# WHAT YOU WILL DO
According to the passage on β2 agonists below, where is the solution form for nebulization used more commonly than inhalers?

# TEXT UNDER STUDY
⁂
Overuse of β_{2} agonists and asthma treatment without proper inhaled corticosteroid use has been associated with an increased risk of asthma exacerbations and asthma-related hospitalizations. The excipients, in particular sulfite, could contribute to the adverse effects.

== Delivery ==
All β_{2} agonists are available in inhaler form, as either metered-dose inhalers which dispense an aerosolized drug and contains propellants, dry powder inhalers which dispense a powder to be inhaled, or soft mist inhalers which dispense a mist without use of propellants.

Salbutamol (INN) or albuterol (USAN) and some other β_{2} agonists, such as formoterol, also are sold in a solution form for nebulization, which is more commonly used than inhalers in emergency rooms. Nebulizers continuously deliver aerosolized drug and salbutamol delivered through nebulizer was found to be more effective than IV administration.

Salbutamol and terbutaline are also both available in oral forms. In addition, several of these medications are available in intravenous forms, including both salbutamol and terbutaline. It can be used in this form in severe cases of asthma, but it is more commonly used to suppress premature labor because it also relaxes uterine muscle, thereby inhibiting contractions.

== Risks ==
On 18 November 2005, the U.S. Food and Drug Administration (FDA) alerted healthcare professionals and patients that several long-acting bronchodilator medicines have been associated with possible increased risk of worsening wheezing in some people, and requested that manufacturers update warnings in their existing product labeling.

A 2006 meta-analysis found that "regularly inhaled β agonists (orciprenaline/metaproterenol [Alupent], formoterol [Foradil], fluticasone+salmeterol [Serevent, Advair], and salbutamol/albuterol [Proventil, Ventolin, Volmax, and others]) increased the risk of respiratory death more than two-fold, compared with a placebo," while used to treat chronic obstructive pulmonary disease.
⁂
# SOURCE DATA
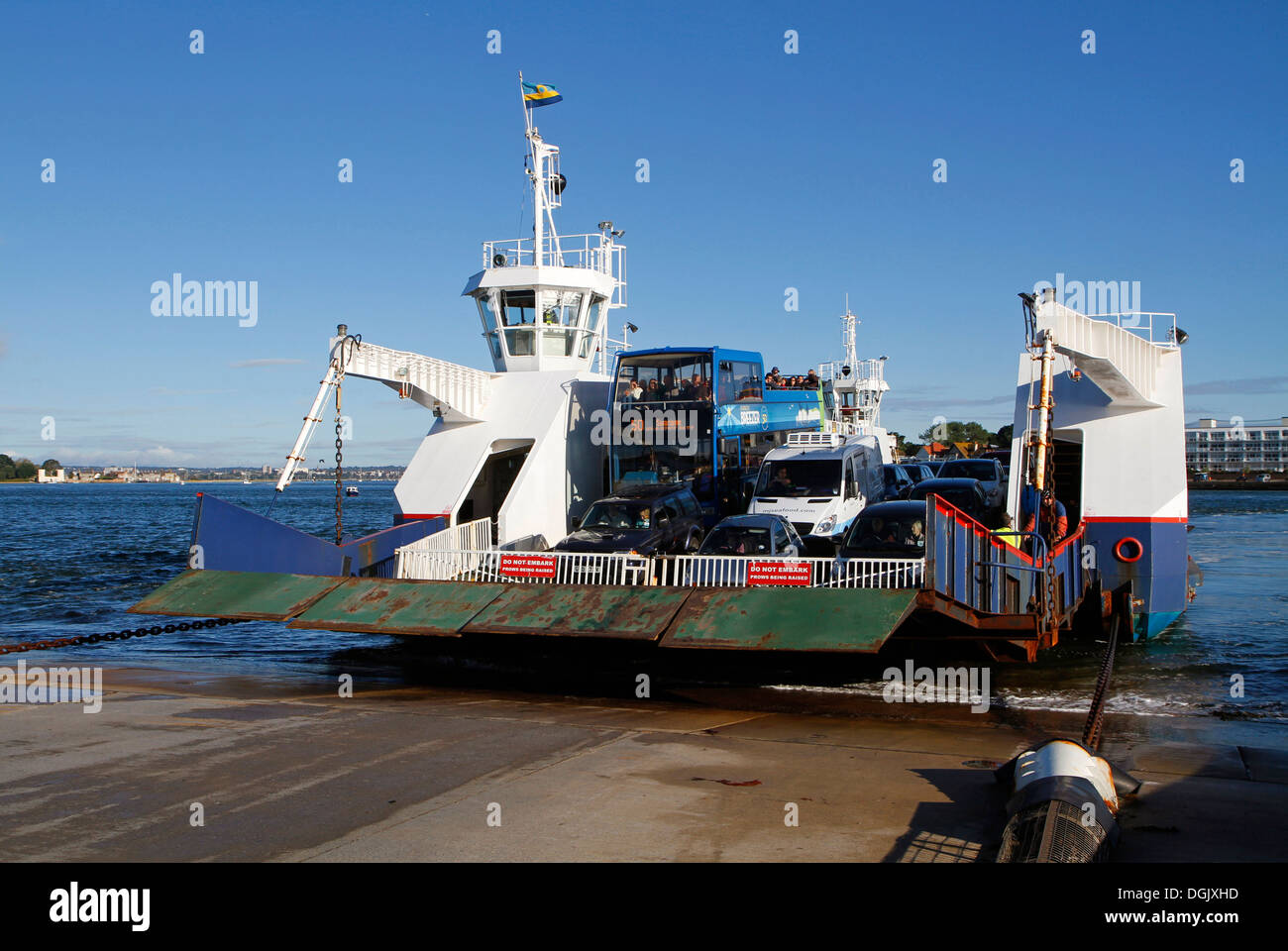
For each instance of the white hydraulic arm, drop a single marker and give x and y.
⁂
# REPLY TO THE TASK
In emergency rooms.